> TEXT SECTION:
Reionisation and the future of telescopes

Tomas Martin @ 12-12-2007

The 42m European Extremely Large Telescope will be a feat of engineering ingenuityAs astronomers look further back in time, they need more powerful, higher resolution instruments. As well as the search for extrasolar planets, one of the key areas the new technology will be looking at is the epoch of reionisation, some one billion years after the big bang. 400,000 years after the big bang, the universe cooled enough to become opaque, so that very little light was being emitted for us to observe. Later the universe began to change and objects like stars and galaxies formed. The heat from these first objects began ionising the neutral gas of the universe, creating more stars and galaxies in bubbles of hotter regions that eventually spread to form the reionised universe we see today.

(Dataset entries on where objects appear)

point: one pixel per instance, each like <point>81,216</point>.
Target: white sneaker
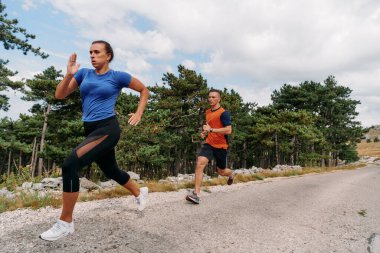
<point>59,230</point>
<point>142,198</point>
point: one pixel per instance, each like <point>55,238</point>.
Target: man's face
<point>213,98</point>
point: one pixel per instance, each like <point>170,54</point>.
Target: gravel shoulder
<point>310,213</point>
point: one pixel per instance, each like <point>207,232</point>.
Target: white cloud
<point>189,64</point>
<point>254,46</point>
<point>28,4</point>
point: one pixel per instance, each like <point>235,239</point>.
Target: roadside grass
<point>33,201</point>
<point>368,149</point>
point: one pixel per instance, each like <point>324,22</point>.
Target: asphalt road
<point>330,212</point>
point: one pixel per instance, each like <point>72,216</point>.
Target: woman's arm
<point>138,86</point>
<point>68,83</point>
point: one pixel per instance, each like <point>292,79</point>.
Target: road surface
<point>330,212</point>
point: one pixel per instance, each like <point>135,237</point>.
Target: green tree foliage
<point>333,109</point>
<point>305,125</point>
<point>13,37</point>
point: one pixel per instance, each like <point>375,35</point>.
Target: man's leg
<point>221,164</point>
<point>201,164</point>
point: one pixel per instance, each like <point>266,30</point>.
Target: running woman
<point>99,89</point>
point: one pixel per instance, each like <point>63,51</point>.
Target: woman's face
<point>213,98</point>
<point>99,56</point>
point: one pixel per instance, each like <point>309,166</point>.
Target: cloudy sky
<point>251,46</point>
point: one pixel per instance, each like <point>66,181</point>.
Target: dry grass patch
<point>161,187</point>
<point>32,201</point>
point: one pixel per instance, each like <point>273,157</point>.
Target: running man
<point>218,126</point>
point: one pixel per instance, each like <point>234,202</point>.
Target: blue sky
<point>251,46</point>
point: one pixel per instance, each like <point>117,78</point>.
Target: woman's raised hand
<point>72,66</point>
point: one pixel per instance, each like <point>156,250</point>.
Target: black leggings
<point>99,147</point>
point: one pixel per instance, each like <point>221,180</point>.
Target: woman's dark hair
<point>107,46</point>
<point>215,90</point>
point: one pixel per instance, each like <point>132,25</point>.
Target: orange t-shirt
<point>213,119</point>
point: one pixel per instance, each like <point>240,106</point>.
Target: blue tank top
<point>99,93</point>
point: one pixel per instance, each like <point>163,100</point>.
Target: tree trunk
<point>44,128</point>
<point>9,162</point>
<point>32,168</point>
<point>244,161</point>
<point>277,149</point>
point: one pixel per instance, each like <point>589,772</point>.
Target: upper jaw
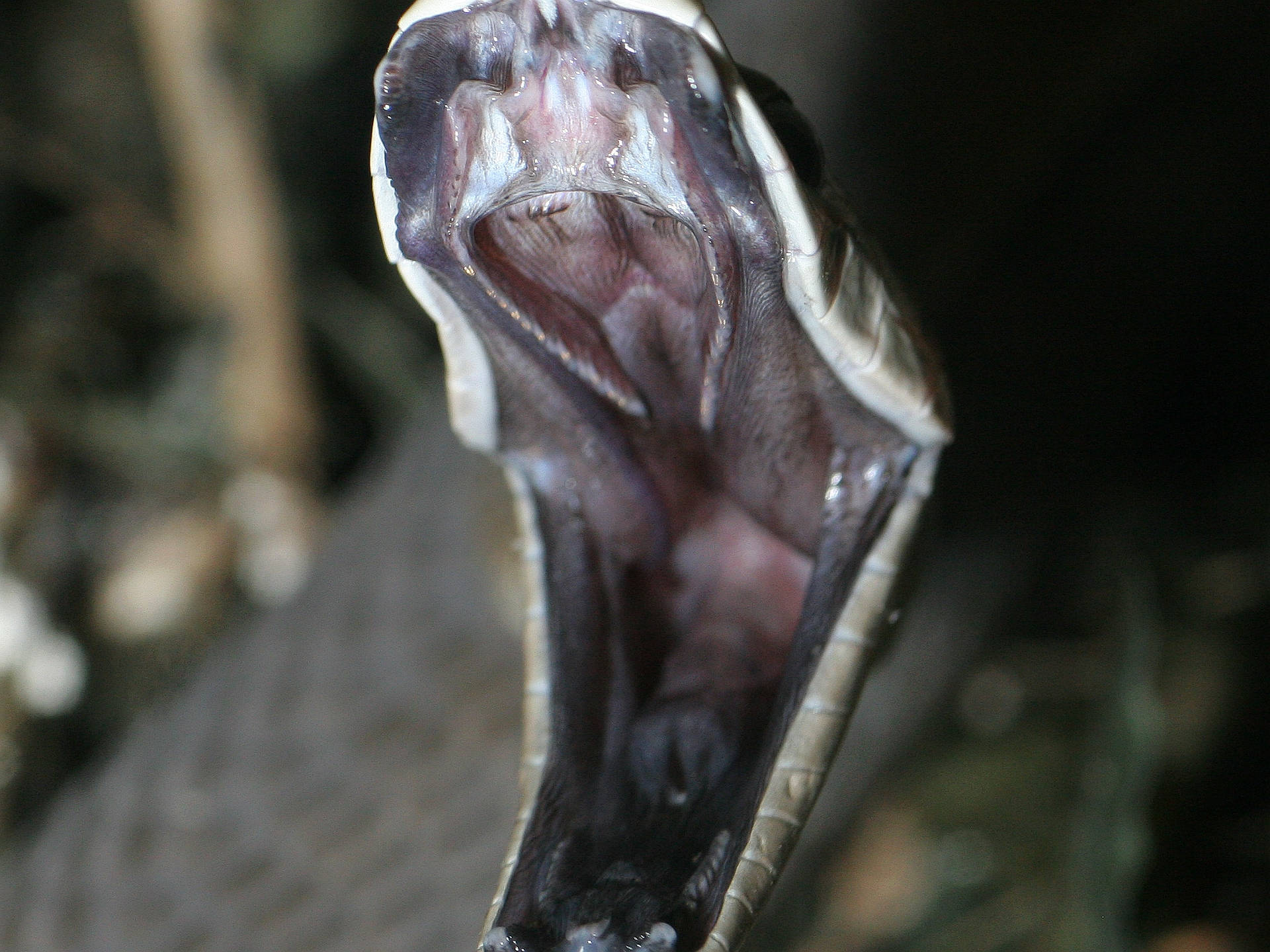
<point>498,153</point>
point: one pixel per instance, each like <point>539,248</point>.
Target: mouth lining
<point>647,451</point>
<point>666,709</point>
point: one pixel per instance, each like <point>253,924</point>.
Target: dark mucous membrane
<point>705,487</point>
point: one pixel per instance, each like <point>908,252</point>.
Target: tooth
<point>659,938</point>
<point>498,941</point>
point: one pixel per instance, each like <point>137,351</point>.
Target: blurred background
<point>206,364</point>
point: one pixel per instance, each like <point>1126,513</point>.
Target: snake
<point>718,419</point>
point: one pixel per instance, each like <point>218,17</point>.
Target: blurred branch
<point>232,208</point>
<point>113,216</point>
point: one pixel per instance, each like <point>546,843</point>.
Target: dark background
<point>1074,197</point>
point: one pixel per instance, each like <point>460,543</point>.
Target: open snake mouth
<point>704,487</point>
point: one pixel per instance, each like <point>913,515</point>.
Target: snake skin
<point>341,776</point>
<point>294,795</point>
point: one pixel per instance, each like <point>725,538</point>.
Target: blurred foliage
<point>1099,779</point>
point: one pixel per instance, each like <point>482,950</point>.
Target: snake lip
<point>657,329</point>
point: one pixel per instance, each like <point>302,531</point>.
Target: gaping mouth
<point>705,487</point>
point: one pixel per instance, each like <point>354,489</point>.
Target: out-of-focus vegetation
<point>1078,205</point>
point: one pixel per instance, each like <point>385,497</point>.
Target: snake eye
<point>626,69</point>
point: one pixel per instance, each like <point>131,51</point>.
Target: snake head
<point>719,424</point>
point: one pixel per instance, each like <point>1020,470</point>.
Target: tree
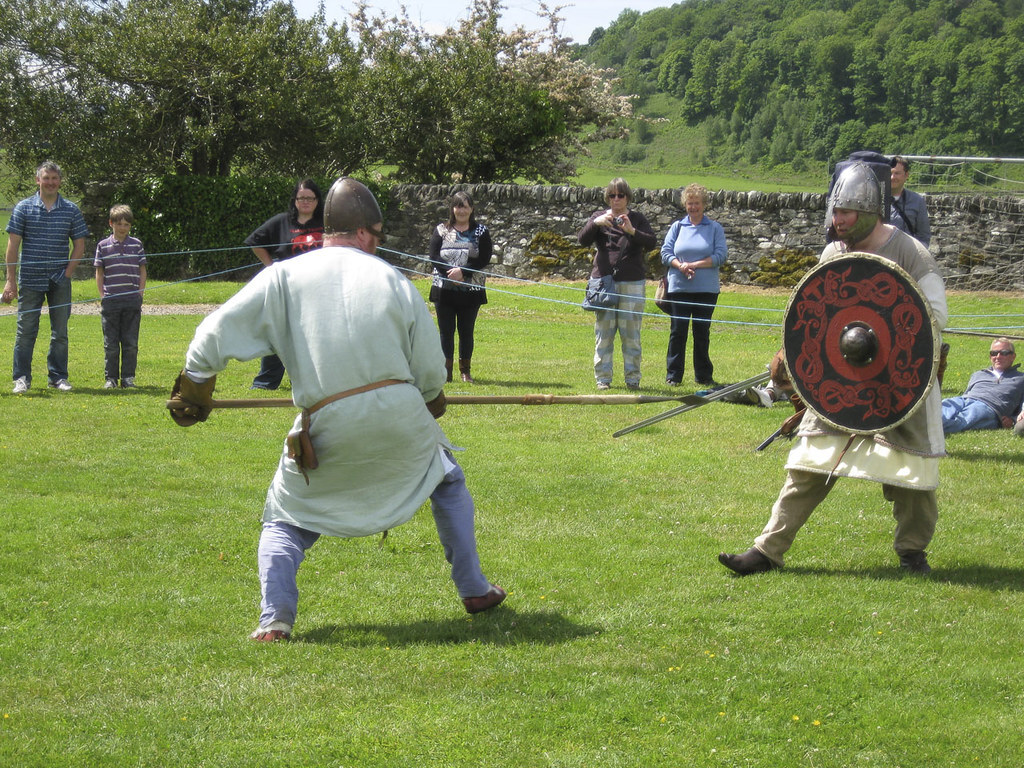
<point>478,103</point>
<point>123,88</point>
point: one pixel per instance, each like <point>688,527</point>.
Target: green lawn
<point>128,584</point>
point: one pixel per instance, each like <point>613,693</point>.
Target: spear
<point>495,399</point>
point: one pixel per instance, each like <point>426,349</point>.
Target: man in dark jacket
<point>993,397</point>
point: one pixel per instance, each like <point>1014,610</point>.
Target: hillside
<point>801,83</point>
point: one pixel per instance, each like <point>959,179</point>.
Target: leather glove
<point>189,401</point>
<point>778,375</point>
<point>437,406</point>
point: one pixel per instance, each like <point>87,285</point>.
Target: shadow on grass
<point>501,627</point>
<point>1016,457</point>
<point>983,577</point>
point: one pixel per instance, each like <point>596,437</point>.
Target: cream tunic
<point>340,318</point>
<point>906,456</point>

> REQUIREMENTS:
A) In the reionisation article, how long after the big bang did the universe cool enough to become opaque?
B) Rewrite everything in the reionisation article from "Reionisation and the" down to "we see today.", renaming "astronomers" as "scientists".
C) Write what comes next in the reionisation article, picking up after its final sentence.

> TASK RESULTS:
A) 400,000 years after the big bang.

B)
Reionisation and the future of telescopes

Tomas Martin @ 12-12-2007

The 42m European Extremely Large Telescope will be a feat of engineering ingenuityAs scientists look further back in time, they need more powerful, higher resolution instruments. As well as the search for extrasolar planets, one of the key areas the new technology will be looking at is the epoch of reionisation, some one billion years after the big bang. 400,000 years after the big bang, the universe cooled enough to become opaque, so that very little light was being emitted for us to observe. Later the universe began to change and objects like stars and galaxies formed. The heat from these first objects began ionising the neutral gas of the universe, creating more stars and galaxies in bubbles of hotter regions that eventually spread to form the reionised universe we see today.

C)
Some of the designs for new telescopes are incredible. The picture shows the E-ELT, one of the new designs of Extremely Large Telescopes (anything over 20m in diameter). The small white shape in the bottom left is a car! The awesome James Webb Space Telescope will launch in 2013 to replace the Hubble Telescope. Its mirror and tennis court-sized sunshield unfold in space once it reaches its home orbiting L2, some 1.5 Million km from Earth. ALMA, LOFAR and SKA will links tens or even thousands of smaller radio telescopes together as one massive array, stretching out across continents. The next decade will truly be a revolution in the devices astronomers use to study the sky.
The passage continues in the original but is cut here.